TEXT EXTRACT:
Conductor Andre Kostelanetz commissioned Copland to write a musical portrait of an “eminent American” for the New York Philharmonic. Copland chose President Abraham Lincoln, and used material from speeches and letters of Lincoln, as well as original folk songs of the period, including: Camptown Races and On Springfield Mountain. Copland finished Lincoln Portrait in April 1942, providing a rich musical palette for the framing of Lincoln’s own words and a few independent observations about this U.S. president. The first performance was by the Cincinnati Symphony Orchestra on 14 May 1942, with William Adams as the narrator. Because of his leftist views, Copland was blacklisted and Lincoln Portrait withdrawn from the 1953 inaugural concert for Dwight D. Eisenhower.

The work opens with music that sounds familiar to our ears and reminiscent of Copland’s most popular works. Together with some descriptive comments on Lincoln (e.g. “Abe Lincoln was a quiet and a melancholy man”), the work contains the following excerpts from Lincoln’s speeches:

“Fellow citizens, we cannot escape history. We of this congress and this administration will be remembered in spite of ourselves. No personal significance or insignificance can spare one or another of us. The fiery trial through which we pass will light us down in honor or dishonor to the latest generation. We, even we here, hold the power and bear the responsibility.” (Annual Message to Congress, December 1, 1862)

“The dogmas of the quiet past are inadequate to the stormy present. The occasion is piled high with difficulty and we must rise with the occasion. As our case is new, so we must think anew and act anew. We must disenthrall ourselves and then we shall save our country.” (Annual Message to Congress, December 1, 1862)

“It is the eternal struggle between two principles, right and wrong, throughout the world. It is the same spirit that says ‘you toil and work and earn bread, and I'll eat it.’ No matter in what shape it comes, whether from the mouth of a king who seeks to bestride the people of his own nation, and live by the fruit of their labor, or from one race of men as an apology for enslaving another race, it is the same tyrannical principle.” (Lincoln–Douglas debates, October 15, 1858)

“As I would not be a slave, so I would not be a master. This expresses my idea of democracy. Whatever differs from this, to the extent of the difference, is no democracy.” (Definition of Democracy, August 1, 1858)

SET PROBLEM 1: Rescale the entries in the stretch from the line that contains "Return one point per instance of the stubble" through the end of the entries, and write every line out again, requests included. Multiply each coordinate in the answer points by 1.25 and round it to a whole number, with halves going up; leave the sample points in the requests unchanged.
The text and the entries that come next were taken from separate sources.

ENTRIES PROVIDED:
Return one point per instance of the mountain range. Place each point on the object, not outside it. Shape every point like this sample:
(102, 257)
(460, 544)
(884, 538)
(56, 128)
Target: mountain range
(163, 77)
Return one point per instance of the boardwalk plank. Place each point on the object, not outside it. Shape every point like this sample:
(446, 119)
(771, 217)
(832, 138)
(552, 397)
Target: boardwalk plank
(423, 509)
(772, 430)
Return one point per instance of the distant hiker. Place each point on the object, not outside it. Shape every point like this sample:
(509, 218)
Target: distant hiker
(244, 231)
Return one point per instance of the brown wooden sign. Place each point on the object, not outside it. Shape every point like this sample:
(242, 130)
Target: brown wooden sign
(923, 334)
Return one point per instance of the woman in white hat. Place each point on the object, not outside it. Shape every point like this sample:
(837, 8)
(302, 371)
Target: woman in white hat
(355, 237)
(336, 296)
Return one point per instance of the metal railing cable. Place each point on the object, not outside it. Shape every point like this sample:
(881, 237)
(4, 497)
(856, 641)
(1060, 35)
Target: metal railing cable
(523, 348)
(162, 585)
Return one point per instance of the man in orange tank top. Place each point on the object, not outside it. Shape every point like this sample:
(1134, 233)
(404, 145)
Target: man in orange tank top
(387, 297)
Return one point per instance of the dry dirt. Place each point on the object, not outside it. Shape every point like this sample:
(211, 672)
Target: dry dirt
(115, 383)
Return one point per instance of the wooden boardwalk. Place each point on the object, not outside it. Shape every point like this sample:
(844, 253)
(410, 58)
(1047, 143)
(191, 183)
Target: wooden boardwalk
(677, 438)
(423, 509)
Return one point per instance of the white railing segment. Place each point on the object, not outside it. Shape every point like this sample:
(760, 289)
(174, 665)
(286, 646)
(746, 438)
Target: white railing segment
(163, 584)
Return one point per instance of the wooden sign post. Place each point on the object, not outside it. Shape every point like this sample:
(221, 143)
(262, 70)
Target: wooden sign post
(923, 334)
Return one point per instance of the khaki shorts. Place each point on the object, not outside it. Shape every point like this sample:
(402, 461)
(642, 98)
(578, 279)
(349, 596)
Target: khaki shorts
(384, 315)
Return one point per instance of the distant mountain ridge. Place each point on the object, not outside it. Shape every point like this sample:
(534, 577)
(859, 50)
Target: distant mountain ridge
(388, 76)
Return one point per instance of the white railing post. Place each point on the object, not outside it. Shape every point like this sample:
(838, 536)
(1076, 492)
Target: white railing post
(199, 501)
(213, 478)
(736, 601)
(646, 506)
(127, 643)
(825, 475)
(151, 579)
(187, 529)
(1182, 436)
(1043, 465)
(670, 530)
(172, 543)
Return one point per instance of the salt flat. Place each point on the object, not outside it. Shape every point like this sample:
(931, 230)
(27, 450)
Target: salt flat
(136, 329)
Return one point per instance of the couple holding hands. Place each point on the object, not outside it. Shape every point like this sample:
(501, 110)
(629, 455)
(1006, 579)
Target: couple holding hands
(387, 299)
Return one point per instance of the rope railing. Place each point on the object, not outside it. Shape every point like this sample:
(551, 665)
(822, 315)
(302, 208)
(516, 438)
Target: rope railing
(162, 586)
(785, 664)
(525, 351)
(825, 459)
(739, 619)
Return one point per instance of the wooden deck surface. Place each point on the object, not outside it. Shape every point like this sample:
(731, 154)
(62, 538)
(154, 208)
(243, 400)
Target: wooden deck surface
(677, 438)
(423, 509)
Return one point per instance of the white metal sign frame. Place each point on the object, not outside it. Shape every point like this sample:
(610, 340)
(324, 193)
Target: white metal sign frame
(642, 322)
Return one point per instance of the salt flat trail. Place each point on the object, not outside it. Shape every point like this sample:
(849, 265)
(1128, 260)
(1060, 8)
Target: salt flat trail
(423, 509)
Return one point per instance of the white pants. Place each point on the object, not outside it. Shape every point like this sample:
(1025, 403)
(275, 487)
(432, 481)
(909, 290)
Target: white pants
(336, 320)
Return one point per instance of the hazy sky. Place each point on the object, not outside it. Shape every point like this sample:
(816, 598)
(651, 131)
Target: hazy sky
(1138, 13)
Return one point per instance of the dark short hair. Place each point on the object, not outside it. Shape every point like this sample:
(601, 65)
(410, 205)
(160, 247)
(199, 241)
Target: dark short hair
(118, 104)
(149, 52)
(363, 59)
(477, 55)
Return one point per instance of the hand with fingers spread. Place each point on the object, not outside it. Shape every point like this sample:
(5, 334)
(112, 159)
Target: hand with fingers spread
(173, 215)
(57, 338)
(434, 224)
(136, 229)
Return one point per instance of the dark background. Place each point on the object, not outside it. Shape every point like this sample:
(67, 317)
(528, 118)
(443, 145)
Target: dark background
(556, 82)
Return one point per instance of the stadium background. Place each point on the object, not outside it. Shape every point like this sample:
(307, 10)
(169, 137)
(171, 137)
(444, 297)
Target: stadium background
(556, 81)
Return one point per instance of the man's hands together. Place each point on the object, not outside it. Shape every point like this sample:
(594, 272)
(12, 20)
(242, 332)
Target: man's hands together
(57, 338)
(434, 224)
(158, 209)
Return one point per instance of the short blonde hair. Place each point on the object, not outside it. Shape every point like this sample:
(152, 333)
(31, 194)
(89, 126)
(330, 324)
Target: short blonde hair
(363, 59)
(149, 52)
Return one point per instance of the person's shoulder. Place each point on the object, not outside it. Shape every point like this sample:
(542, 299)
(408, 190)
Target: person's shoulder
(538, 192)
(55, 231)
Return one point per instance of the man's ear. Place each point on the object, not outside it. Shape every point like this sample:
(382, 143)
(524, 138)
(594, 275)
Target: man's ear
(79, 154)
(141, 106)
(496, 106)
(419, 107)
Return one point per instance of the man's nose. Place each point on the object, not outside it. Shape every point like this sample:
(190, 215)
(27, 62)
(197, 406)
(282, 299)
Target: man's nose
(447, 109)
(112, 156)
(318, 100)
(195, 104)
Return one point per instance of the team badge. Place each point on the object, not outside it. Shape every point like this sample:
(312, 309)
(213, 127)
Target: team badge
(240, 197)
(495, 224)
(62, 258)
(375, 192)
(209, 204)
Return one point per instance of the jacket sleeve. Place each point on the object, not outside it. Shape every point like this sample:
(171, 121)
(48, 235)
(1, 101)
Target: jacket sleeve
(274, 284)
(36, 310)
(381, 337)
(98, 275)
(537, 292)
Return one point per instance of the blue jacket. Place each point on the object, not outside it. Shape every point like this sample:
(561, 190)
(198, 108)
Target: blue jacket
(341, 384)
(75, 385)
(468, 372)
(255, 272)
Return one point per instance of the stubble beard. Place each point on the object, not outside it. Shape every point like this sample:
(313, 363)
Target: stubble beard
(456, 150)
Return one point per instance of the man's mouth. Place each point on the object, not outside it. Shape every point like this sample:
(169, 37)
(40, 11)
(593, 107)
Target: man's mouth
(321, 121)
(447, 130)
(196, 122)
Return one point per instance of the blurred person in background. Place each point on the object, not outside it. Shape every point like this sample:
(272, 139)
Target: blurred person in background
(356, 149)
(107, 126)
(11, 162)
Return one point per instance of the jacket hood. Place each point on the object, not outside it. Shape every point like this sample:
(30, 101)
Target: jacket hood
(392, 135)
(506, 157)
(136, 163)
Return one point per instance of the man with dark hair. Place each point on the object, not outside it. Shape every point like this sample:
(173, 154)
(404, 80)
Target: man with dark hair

SET PROBLEM 2: List each different source named in parentheses after the Lincoln quotations in the text on Lincoln Portrait.

CORRECT RESULT 1:
Return one point per instance of the stubble beard. Place each point on the object, not outside it. Shape every point like this sample:
(313, 363)
Target: stubble beard
(570, 188)
Return one point per instance of the man's mouth. Place each point on the object, not outside it. Shape every point like this sample:
(169, 37)
(40, 11)
(593, 107)
Target: man's mouth
(401, 151)
(559, 163)
(245, 153)
Return one point per instance of the blurred person in background. Place each point on the object, not outside it. Shape every point like this sample:
(272, 139)
Target: blurred person in background
(445, 186)
(134, 158)
(14, 203)
Return one point per instance of the jacket hood. Place each point on the object, not outside it. Shape every point like this sample:
(30, 101)
Target: jacket hood
(490, 169)
(633, 196)
(170, 204)
Return one point per instance of the man with dark hair. Place each point on the object, not outside it. Shape every point like this sample:
(173, 154)
(404, 80)
Target: man with dark hair

CORRECT RESULT 2:
Annual Message to Congress
Lincoln–Douglas debates
Definition of Democracy